=== Coordinate annotation entries ===
++++++

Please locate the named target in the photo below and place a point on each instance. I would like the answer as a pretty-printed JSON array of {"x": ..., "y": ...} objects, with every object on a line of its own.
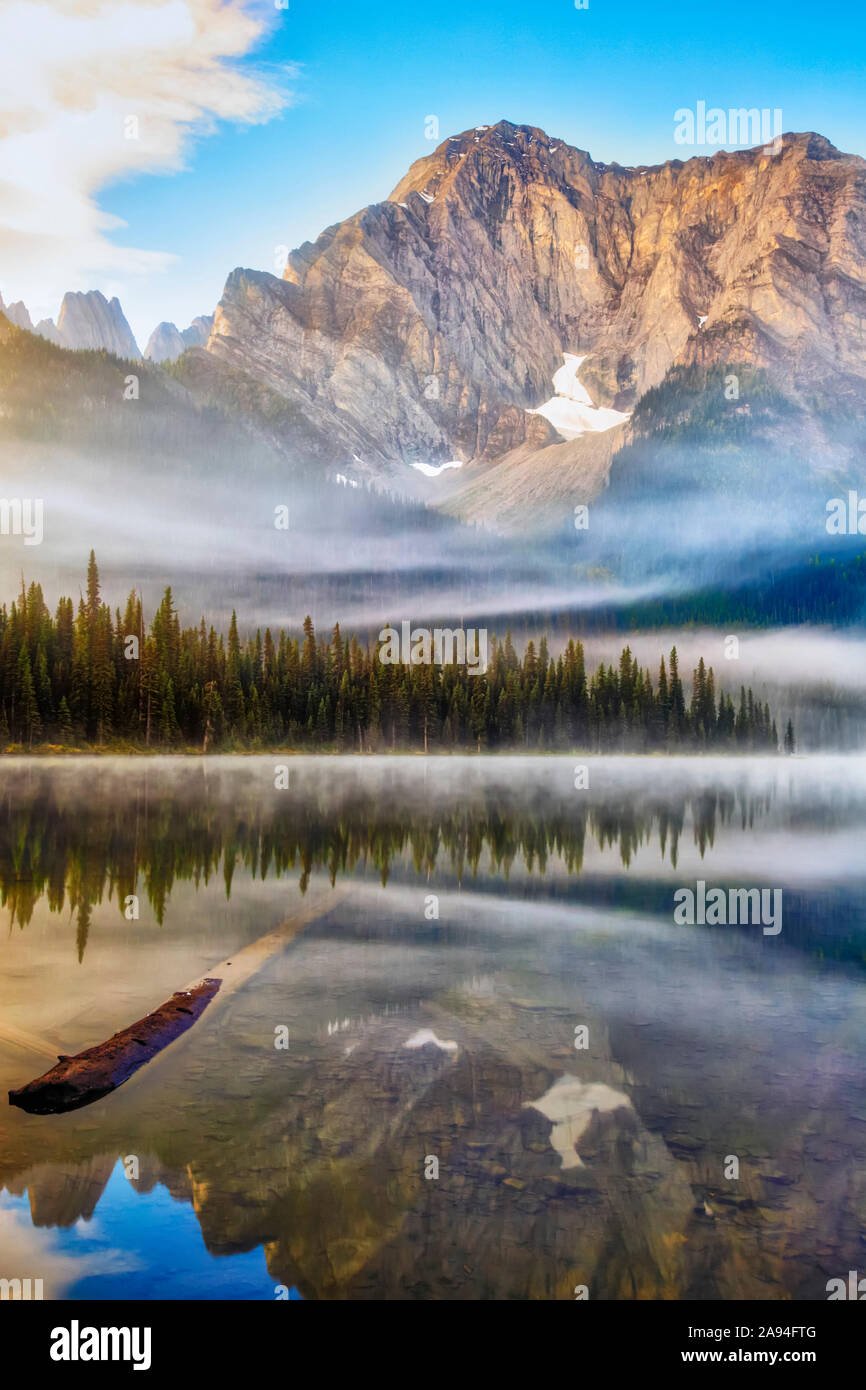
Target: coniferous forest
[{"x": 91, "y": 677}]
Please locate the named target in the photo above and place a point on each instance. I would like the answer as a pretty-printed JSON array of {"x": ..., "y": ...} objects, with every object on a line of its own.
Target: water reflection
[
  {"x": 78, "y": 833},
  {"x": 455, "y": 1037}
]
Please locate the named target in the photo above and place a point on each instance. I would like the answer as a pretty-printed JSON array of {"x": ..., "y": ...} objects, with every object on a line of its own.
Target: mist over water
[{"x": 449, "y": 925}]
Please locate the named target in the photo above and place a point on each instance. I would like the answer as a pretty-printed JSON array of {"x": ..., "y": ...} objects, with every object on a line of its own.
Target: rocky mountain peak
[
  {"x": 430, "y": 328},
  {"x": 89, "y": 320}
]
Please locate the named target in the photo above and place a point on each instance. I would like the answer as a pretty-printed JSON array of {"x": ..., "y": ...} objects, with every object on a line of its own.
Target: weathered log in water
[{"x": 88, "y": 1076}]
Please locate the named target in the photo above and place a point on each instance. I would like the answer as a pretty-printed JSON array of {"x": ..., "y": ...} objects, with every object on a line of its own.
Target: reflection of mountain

++++++

=== GIVEN REQUEST ===
Return all of the entries word for word, but omit the pictures.

=== OUTPUT FOR THIS TASK ===
Please locate the named target in the photo below and place a point on each instance. I would like the answer as a pretty-printed JSON array of {"x": ..., "y": ...} objects, with every object on a line of its own.
Target: coniferous forest
[{"x": 91, "y": 677}]
Please locate the named target in the photo above and place a point on each instance. I would like the answer as a pretty-printed JSON array of {"x": ..., "y": ...} objects, with every object on a line of its own.
Target: water reflection
[
  {"x": 78, "y": 833},
  {"x": 455, "y": 1037}
]
Please locate the named target in the photo above and place a point on each instance. I would like the answer as a pretty-printed JSON array of {"x": ..., "y": ...} objects, with every object on a line of its own.
Target: mist over water
[{"x": 449, "y": 925}]
Please locate the named target in the photo above and place a point on each instance. I would like the answer as a pretty-printed JSON array of {"x": ..., "y": ...} objects, with every object on a line of its own.
Target: rocky mountain peak
[
  {"x": 430, "y": 328},
  {"x": 89, "y": 320}
]
Please locate the named target in the photo above and place a point on each instance. I would like the answer as a pretty-printed JSON array of {"x": ..., "y": ...} objects, with every object on a line of its own.
Target: weathered log in water
[{"x": 88, "y": 1076}]
Please locate the named target in the photo above and place a point on each instance. I would like the answer as a pretty-printed JSON array of {"x": ..., "y": ...} objects, with every object on a line of its own.
Target: reflection of mountain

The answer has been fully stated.